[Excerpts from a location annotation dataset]

(begin)

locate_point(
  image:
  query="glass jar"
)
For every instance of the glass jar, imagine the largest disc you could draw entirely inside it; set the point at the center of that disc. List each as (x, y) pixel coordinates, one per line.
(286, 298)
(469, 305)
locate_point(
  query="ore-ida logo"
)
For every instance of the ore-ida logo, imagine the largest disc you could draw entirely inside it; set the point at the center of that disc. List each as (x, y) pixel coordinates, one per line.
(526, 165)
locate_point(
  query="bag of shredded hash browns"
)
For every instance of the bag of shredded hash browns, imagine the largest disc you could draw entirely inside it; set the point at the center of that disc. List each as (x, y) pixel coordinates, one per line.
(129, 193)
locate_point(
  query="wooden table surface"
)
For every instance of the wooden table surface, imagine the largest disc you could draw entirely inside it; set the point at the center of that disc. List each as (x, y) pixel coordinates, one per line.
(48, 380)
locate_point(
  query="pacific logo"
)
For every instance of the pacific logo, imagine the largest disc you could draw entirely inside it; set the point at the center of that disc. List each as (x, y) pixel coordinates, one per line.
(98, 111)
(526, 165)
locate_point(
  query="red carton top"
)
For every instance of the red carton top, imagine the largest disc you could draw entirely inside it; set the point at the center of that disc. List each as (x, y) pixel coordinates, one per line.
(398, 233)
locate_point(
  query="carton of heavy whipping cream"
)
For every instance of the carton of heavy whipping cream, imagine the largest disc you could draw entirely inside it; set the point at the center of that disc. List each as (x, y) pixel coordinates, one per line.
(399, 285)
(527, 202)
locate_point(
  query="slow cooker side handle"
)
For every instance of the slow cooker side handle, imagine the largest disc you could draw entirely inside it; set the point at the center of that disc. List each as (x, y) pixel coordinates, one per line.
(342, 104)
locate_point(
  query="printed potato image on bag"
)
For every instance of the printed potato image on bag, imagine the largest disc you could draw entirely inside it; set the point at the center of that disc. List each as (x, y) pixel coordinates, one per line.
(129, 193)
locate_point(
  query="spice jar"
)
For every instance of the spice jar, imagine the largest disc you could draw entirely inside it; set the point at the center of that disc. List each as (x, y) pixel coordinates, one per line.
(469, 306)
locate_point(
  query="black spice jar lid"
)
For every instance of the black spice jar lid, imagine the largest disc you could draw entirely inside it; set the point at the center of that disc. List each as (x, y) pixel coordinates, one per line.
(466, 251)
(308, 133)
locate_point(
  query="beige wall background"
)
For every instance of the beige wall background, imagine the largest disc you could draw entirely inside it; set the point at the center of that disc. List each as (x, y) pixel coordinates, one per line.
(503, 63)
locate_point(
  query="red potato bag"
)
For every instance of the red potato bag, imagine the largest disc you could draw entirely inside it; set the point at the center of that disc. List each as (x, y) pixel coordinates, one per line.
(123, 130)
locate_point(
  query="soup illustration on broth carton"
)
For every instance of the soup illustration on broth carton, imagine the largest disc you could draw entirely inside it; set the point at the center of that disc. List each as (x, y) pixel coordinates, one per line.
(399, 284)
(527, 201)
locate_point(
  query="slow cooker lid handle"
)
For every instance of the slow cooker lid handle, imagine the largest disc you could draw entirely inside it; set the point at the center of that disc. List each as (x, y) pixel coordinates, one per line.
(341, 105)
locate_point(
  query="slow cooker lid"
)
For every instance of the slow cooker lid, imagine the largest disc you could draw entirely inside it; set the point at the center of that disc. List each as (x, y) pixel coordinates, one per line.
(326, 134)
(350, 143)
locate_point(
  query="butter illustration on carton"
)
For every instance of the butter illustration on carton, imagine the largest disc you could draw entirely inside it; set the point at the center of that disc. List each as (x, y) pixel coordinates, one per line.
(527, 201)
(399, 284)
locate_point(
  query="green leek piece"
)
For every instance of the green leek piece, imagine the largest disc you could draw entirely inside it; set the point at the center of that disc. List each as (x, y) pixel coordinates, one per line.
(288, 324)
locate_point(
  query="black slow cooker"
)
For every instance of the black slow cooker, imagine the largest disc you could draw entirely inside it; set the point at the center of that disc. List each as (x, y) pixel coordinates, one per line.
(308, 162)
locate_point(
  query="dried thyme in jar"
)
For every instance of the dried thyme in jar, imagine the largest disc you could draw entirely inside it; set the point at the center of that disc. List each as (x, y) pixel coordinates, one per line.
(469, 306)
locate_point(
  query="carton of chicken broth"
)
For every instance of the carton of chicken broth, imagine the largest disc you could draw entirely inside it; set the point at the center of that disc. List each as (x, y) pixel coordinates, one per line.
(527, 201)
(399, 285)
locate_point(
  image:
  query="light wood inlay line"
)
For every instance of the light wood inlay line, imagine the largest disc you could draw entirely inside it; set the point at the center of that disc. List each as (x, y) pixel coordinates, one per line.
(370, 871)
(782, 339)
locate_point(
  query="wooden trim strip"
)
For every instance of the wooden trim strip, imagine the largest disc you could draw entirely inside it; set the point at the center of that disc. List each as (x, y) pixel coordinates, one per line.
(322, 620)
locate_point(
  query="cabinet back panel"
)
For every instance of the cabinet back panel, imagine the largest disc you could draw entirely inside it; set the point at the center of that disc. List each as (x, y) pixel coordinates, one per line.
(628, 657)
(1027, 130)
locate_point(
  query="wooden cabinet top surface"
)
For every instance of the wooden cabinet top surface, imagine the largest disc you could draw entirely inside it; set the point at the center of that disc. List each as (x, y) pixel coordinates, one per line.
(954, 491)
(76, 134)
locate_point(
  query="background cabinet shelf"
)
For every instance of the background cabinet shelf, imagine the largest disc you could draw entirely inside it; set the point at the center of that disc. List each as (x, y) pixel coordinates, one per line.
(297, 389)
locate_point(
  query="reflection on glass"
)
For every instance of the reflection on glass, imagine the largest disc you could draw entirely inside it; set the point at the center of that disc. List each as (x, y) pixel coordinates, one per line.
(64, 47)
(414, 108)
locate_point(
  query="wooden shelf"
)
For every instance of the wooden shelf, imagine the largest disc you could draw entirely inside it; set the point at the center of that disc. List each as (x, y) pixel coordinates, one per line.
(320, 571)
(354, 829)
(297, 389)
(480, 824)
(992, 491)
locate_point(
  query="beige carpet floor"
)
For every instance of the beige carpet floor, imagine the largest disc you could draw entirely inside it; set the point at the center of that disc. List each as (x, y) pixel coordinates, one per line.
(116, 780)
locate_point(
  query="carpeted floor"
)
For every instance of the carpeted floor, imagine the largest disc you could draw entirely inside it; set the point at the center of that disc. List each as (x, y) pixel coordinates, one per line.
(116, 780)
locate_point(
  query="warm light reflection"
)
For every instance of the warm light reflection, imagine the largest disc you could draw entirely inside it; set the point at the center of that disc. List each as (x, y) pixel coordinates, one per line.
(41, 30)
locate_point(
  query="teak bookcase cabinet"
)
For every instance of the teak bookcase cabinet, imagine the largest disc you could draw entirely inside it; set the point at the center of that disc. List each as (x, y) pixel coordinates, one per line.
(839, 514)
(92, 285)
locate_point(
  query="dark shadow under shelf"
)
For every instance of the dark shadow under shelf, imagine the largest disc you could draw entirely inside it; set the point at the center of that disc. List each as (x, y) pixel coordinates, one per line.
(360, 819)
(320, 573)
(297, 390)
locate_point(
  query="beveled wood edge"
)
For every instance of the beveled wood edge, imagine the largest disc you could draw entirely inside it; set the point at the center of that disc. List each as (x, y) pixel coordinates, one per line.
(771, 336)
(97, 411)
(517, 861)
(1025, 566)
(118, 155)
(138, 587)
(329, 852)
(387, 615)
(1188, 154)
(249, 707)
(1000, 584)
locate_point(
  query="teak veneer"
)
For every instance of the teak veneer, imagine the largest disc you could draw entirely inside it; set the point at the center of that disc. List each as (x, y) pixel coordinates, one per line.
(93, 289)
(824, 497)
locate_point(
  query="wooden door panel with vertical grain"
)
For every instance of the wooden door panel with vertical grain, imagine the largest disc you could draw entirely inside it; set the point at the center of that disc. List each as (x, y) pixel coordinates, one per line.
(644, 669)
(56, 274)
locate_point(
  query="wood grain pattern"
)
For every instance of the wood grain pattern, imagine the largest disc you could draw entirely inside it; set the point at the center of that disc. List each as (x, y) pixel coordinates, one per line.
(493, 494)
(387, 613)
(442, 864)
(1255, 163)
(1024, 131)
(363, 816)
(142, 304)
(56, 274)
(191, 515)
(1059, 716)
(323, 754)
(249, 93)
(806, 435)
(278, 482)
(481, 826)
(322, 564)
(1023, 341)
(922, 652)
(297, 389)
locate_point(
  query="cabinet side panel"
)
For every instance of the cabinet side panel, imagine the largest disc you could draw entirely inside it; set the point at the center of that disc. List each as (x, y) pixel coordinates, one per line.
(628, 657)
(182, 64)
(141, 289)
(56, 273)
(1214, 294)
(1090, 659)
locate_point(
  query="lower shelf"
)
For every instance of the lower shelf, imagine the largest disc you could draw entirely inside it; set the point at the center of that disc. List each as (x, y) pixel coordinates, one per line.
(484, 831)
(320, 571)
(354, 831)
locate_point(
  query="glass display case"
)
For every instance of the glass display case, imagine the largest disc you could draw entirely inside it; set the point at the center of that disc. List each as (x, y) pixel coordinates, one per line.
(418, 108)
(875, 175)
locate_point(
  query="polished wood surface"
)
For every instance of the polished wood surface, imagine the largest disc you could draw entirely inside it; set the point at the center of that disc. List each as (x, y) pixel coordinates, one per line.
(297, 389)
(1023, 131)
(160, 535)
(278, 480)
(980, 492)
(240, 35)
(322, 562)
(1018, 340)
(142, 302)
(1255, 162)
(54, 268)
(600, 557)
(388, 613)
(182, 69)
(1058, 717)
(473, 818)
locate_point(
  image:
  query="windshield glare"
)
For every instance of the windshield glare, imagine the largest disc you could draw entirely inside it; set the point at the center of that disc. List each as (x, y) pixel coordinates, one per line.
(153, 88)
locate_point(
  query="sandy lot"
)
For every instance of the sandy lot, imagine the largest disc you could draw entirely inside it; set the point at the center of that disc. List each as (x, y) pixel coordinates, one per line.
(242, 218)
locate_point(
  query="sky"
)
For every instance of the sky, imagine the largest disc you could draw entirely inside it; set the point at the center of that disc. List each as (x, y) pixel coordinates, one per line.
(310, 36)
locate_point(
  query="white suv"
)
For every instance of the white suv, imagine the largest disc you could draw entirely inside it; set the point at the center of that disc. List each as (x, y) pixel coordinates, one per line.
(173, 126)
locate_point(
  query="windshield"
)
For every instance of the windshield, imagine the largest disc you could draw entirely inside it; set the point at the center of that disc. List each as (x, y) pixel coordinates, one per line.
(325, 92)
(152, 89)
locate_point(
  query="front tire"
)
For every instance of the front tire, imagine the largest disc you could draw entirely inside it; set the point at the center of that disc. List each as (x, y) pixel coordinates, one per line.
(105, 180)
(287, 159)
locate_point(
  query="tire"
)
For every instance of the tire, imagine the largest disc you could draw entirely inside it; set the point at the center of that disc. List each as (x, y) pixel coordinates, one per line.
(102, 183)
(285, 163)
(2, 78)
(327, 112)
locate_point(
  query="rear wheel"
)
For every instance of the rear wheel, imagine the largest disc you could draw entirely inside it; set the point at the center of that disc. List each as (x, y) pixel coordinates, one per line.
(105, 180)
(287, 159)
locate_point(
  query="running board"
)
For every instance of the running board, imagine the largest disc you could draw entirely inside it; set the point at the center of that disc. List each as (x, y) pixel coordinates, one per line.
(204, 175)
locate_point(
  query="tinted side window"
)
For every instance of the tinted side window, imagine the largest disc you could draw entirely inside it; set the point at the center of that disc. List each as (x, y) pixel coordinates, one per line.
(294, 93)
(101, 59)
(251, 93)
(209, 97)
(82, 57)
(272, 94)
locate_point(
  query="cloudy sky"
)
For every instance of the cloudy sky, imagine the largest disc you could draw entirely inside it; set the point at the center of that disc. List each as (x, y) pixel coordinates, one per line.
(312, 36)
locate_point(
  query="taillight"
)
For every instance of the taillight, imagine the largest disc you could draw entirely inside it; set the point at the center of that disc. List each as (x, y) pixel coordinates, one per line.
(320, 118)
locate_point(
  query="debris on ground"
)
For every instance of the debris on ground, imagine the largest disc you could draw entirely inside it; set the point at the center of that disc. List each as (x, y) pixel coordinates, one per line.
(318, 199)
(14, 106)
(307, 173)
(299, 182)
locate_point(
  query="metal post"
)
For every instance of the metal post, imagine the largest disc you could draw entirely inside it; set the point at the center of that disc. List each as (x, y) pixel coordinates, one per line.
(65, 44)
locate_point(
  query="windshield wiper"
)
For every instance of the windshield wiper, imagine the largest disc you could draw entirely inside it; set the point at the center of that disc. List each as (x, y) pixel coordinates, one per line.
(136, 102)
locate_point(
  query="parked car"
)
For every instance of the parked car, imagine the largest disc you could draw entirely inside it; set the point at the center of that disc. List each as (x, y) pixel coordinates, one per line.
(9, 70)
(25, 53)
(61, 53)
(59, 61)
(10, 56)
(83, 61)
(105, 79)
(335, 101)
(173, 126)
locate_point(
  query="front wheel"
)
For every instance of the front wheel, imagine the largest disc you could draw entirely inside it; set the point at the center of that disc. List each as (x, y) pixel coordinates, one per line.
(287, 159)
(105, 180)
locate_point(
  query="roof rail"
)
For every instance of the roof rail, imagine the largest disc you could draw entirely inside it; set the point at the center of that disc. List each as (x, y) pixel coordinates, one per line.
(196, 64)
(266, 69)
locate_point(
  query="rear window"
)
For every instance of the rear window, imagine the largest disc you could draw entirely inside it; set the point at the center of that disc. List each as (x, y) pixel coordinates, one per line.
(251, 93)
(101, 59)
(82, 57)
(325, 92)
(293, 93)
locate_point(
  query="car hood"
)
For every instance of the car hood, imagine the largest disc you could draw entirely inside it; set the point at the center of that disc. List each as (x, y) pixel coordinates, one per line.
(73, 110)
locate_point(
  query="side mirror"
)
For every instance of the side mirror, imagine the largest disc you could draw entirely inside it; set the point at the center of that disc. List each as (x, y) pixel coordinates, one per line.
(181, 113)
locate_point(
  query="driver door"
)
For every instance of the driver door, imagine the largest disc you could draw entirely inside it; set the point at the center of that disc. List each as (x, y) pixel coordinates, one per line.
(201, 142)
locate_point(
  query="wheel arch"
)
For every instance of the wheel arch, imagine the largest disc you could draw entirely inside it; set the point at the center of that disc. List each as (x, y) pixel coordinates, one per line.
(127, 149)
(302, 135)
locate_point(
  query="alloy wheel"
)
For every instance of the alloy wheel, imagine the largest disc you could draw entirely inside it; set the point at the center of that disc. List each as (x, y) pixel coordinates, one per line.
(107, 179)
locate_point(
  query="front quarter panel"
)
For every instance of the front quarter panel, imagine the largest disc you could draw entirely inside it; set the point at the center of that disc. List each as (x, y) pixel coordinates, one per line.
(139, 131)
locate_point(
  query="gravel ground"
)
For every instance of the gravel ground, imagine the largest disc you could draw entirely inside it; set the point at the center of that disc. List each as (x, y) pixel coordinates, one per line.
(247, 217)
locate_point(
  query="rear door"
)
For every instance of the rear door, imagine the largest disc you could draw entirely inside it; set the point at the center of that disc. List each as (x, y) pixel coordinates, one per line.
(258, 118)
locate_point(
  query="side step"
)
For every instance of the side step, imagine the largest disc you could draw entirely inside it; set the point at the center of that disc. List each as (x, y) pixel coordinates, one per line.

(end)

_AIM_
Show every line in the data above that contains the string "sandy", copying each line in full.

_FULL SOLUTION_
  query="sandy lot"
For every instance of the sandy lot, imagine the largest disc you could draw entirely inside it; set the point at the center of that disc. List each as (x, y) pixel coordinates, one per line.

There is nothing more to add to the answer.